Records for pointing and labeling
■ ■ ■ ■ ■
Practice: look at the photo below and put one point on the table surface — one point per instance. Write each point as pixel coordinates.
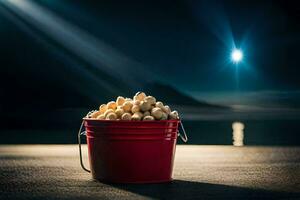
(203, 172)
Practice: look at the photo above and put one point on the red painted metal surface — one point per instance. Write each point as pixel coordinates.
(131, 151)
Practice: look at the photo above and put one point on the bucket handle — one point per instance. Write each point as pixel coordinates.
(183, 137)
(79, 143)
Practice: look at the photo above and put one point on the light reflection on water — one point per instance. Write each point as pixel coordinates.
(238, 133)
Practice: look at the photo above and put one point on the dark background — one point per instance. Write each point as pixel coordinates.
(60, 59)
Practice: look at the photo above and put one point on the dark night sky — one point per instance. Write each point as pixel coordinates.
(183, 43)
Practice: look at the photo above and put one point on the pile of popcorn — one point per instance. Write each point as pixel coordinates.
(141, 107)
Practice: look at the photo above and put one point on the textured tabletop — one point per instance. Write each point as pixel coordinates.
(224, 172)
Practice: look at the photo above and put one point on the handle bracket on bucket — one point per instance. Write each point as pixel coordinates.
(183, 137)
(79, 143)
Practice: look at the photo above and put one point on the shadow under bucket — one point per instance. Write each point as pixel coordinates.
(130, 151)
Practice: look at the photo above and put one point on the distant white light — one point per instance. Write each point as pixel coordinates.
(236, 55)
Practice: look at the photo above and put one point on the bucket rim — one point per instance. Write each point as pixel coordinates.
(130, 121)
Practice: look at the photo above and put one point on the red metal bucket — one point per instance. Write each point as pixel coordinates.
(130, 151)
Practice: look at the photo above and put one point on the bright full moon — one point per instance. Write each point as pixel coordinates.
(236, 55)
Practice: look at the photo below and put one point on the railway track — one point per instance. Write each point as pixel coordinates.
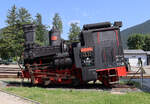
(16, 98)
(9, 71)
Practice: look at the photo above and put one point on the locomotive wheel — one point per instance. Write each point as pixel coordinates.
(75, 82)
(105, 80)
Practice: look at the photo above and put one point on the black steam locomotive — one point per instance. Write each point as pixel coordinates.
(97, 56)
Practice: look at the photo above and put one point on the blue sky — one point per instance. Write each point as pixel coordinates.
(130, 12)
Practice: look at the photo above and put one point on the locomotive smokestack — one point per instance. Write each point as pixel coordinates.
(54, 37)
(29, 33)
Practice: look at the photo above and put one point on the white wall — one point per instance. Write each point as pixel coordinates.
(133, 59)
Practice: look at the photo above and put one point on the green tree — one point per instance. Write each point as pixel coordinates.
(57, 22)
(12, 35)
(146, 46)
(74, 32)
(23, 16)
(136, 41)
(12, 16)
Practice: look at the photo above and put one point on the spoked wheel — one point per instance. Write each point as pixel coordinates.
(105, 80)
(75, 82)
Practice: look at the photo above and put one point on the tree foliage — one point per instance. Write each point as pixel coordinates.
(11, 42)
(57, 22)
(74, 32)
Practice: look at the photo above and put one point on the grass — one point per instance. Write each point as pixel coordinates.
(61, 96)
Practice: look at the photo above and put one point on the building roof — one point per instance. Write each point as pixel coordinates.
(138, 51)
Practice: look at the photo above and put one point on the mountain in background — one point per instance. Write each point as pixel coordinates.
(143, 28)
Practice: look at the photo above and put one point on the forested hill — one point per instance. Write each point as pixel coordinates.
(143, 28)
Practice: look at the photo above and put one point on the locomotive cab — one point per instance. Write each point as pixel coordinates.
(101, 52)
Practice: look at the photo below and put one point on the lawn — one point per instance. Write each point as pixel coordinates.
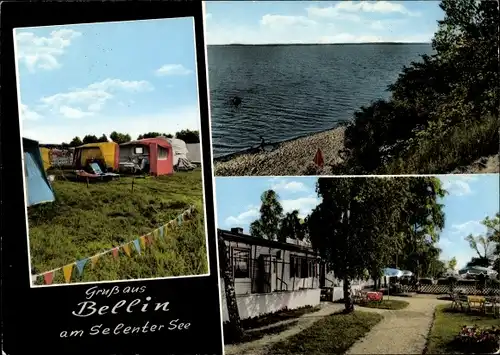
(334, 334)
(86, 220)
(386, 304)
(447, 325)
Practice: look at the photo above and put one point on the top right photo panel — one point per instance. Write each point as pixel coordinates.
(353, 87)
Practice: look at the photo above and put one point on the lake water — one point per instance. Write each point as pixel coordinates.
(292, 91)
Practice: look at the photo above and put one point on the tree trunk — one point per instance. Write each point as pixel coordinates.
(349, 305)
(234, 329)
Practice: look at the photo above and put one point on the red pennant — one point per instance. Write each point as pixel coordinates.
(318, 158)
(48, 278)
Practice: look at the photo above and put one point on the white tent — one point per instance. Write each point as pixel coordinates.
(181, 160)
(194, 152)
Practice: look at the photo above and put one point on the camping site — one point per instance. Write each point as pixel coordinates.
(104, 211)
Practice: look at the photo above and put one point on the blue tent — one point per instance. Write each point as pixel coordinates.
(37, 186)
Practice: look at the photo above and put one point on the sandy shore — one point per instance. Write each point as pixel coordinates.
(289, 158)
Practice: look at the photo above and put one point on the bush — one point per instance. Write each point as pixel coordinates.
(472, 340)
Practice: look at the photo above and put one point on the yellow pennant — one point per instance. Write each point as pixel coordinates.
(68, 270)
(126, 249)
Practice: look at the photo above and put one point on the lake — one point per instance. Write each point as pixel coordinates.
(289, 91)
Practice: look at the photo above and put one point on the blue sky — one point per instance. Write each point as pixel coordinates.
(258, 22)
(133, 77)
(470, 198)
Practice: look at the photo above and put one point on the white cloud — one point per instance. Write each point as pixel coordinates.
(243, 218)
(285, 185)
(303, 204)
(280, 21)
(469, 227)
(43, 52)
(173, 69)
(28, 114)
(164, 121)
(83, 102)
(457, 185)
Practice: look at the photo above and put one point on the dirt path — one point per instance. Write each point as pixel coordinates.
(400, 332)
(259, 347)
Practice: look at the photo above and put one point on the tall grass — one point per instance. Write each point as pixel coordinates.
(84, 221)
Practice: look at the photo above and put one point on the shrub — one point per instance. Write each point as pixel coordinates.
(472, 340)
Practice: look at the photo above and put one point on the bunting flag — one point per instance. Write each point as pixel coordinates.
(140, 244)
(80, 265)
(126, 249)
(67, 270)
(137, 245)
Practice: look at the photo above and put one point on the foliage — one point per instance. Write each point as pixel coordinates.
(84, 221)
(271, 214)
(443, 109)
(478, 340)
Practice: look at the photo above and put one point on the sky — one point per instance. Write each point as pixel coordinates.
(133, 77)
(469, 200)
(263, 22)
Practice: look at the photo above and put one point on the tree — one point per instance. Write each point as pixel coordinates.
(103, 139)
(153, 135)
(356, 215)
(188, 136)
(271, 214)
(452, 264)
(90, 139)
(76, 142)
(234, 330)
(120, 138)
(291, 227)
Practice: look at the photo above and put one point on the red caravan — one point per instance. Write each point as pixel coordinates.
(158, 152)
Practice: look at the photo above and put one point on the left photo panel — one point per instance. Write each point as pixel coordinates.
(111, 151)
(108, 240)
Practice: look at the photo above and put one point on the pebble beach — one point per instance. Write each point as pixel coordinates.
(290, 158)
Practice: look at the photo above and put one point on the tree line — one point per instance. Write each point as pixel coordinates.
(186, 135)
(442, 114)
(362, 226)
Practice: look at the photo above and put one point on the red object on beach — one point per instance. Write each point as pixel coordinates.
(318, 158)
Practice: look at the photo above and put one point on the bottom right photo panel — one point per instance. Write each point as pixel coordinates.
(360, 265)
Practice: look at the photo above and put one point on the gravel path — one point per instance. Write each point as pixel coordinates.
■ ■ ■ ■ ■
Exercise brief:
Reproduce every one of the records above word for word, leaving the pictures out.

Task output:
Practice: look at the photo below and put one point on the table surface — one point per instance. Write each point as pixel coordinates.
(203, 172)
Practice: look at the photo above and put one point on the red painted metal surface — one point per instance. Write each point as pixel coordinates.
(131, 151)
Practice: look at the photo above and put one point on the bucket handle — one point per instance. Write each point as pixel coordinates.
(183, 137)
(79, 143)
Practice: look at the photo above and put one point on the light reflection on water — one point per instance. Write each point as pixel coordinates.
(238, 133)
Practice: look at the photo above and put one point on the dark background — one point per instance. Write each point as pixel coordinates.
(60, 59)
Practice: look at the photo above and put one point on the dark night sky — one point per instance. Write each point as pixel coordinates.
(183, 43)
Practice: look at the photo above and put one point on the pile of popcorn — one point per instance. Write each point as pixel coordinates.
(141, 107)
Practice: look at the photo above and put one point on the textured tabletop — one point per instance. Write each point as pixel coordinates.
(224, 172)
Practice: look at the photo above and put one point on the handle bracket on bucket — one point per instance. Write each point as pixel coordinates.
(183, 137)
(79, 143)
Practice: look at the photo above and put one point on the shadow under bucket — one point per instance. Write each point as pixel coordinates.
(130, 151)
Practice: look at the photo above and put one point on the distant white light — one point per instance. Write each point as pixel coordinates.
(236, 55)
Practice: look at the photo above and put one point on the bucket rim — one point per instance. Write each point as pixel coordinates.
(130, 121)
Practice: look at the photo above and put one point on the red metal bucket — one point per instance. Write each point as pixel coordinates.
(130, 151)
Practice: look at the photo above and put one point on the bright full moon — one point per instance. Write each point as pixel coordinates.
(236, 55)
Practice: look at the photo below and put one point on the railway track — one point per instance. Write each point as pixel coordinates.
(16, 98)
(9, 71)
Practice: look at the photo above and put one point on the locomotive wheel — one point per instance. Write each point as pixel coordinates.
(75, 82)
(105, 80)
Practice: look at the photo above and put one point on the black steam locomotive — one point per instance. Write each point as pixel coordinates.
(97, 56)
Practice: look at the photo above and put one point on the blue sky — one point per instance. Write each point as pixel coordinates.
(130, 12)
Practice: look at the photo above and put one point on the locomotive smokestack — one point per instance. Write each point as pixel coordinates.
(54, 37)
(29, 33)
Practice: look at the photo above and put one point on the white wall — one point per instance. Write each point as pixel coordinates.
(133, 59)
Practice: look at the photo above and put one point on the green tree — one point per instance. Write each point as pixel coordinates.
(57, 22)
(12, 35)
(146, 46)
(74, 32)
(23, 16)
(136, 41)
(12, 16)
Practice: look at the photo above and put one point on the spoked wheel — one point per instance. Write each point as pixel coordinates.
(105, 80)
(75, 82)
Practice: look at the photo above and put one point on the tree foliage — one point per instance. Write each point as pixel coordinates.
(11, 42)
(57, 22)
(74, 32)
Practice: look at the photo above and put one point on the grass — one point per instance. Write each point as pixel coordinates.
(61, 96)
Practice: look at the photo above and put one point on the building roof — one point per instance. Write each point as pixel coordinates.
(138, 51)
Practice: look at the photo above and put one point on the mountain in background — one point per instance. Write each point as pixel coordinates.
(143, 28)
Practice: look at the photo above and put one point on the forested hill — one point per instance. Write each point as pixel coordinates.
(143, 28)
Practice: look at the photo above and put one point on the locomotive cab — one point per instance. Write each point as pixel coordinates.
(101, 52)
Practice: look at the photo below and put one point on the lawn — one point per instance. Write each point as pixel coordinates.
(334, 334)
(86, 220)
(386, 304)
(447, 325)
Practice: look at the photo above and put one point on the top right photo panel — one point per instance. Write each point as pixel coordinates.
(353, 87)
Practice: look at the photo above and put one point on the lake water — one point per instance. Write each point as pixel coordinates.
(292, 91)
Practice: look at the photo above and put one point on the tree trunk — one point per instance. Write each point as pixel coordinates.
(349, 305)
(234, 329)
Practice: look at the photo above and put one point on the red pennant — one point per instance. Write each point as pixel coordinates.
(318, 158)
(48, 278)
Practice: look at the photo above and put one point on the white tent — one point per instance. Write each point as pixel coordinates.
(181, 160)
(194, 152)
Practice: look at the photo above and put one point on the camping site — one point per instance. Write each point as pixel coordinates.
(104, 211)
Practice: look at the photo above and put one point on the blue tent — one point per instance. Write each point as pixel coordinates.
(37, 186)
Practice: look at the photo above and put one point on the sandy shore — one point per instance. Write each point as pixel coordinates.
(289, 158)
Practice: look at the photo above and put one point on the bush — one point per instance. Write each point as pixel coordinates.
(472, 340)
Practice: look at the photo above and put one point on the yellow pennant — one point per instance. Write each point as pixel coordinates.
(68, 270)
(126, 249)
Practice: look at the photo above and put one point on the lake — one point per instance. Write each point as pixel coordinates.
(289, 91)
Practice: look at the photo above and put one point on the blue sky — one point per instance. Write each point as pixel coordinates.
(258, 22)
(133, 77)
(470, 198)
Practice: look at the photo above and put one point on the white cloud — one point per instance. Write each point as pixel coordinates.
(243, 218)
(285, 185)
(303, 204)
(280, 21)
(469, 227)
(43, 52)
(173, 69)
(28, 114)
(164, 121)
(83, 102)
(457, 185)
Practice: look at the photo above and put one point on the dirt path — one point per instance. Write each point as pixel coordinates.
(400, 332)
(259, 347)
Practice: look at the photo above and put one point on the tall grass — one point per instance. Write each point as pixel coordinates.
(84, 221)
Practice: look at the photo above and put one point on the shrub — one point per instance. Write each point as pixel coordinates.
(472, 340)
Practice: look at the photo above and put one point on the bunting flag — one point per instance. Write each point as pixel coordinates.
(140, 244)
(80, 265)
(126, 249)
(67, 270)
(137, 245)
Practice: look at the photo above and put one point on the foliage — one point per instance. Write each point as pixel coordinates.
(84, 221)
(271, 214)
(443, 109)
(478, 340)
Practice: look at the photo above and put one point on the sky — one point per instance. Write each point as pixel coordinates.
(133, 77)
(469, 200)
(263, 22)
Practice: look at the photo above and put one point on the tree — one point per instance. Write each point as pixel coordinates.
(103, 139)
(153, 135)
(356, 215)
(188, 136)
(271, 214)
(452, 264)
(90, 139)
(76, 142)
(234, 330)
(120, 138)
(291, 227)
Practice: look at the photo above and put one point on the red caravan — one point per instance. Write each point as pixel coordinates.
(158, 152)
Practice: look at the photo above and put one point on the left photo panel — one point per instance. Write each point as pixel coordinates.
(111, 151)
(108, 240)
Practice: look at the photo above and put one point on the pebble beach — one point per instance. Write each point as pixel coordinates.
(290, 158)
Practice: look at the photo above and put one point on the tree line — one point per instance. Write each point as pixel coordinates.
(186, 135)
(442, 114)
(362, 226)
Practice: look at the photo above and put one point on the red object on beach — one point per instance. Write each point as pixel coordinates.
(318, 158)
Practice: look at the photo above and put one point on the bottom right photo panel — one point per instance. Write each point as pixel coordinates.
(360, 265)
Practice: look at the photo above and put one point on the gravel path — one point per instance. Write each point as pixel coordinates.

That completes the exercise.